MATERIALS PROVIDED:
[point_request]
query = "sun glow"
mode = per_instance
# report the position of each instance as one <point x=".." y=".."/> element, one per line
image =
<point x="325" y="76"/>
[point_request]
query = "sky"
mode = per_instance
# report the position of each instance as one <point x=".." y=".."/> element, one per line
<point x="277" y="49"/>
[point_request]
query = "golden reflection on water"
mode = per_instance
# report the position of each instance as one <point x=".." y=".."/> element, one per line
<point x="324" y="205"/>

---

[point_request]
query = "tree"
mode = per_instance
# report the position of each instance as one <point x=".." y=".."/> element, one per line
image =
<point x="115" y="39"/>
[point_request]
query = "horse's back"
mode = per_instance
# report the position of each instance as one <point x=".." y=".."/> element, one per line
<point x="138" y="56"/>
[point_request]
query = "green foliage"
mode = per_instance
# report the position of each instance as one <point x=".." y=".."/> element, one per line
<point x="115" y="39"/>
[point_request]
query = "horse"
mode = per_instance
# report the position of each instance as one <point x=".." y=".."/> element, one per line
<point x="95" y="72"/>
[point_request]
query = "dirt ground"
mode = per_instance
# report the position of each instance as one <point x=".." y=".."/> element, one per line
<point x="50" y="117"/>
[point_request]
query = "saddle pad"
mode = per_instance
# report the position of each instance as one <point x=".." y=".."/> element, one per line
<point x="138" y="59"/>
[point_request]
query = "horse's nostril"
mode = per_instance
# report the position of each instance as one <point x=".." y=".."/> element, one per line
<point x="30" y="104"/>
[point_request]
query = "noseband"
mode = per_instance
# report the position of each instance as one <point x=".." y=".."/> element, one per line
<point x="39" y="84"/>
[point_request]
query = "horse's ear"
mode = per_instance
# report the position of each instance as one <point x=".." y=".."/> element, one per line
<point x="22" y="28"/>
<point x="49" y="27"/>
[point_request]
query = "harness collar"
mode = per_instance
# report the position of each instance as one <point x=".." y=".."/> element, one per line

REQUIREMENTS: Locate every line in the records above that contains the string "horse", matching case exactly, and copy each such line in full.

TASK ANSWER:
query = "horse's back"
query = "horse"
query = "horse's nostril"
query = "horse's ear"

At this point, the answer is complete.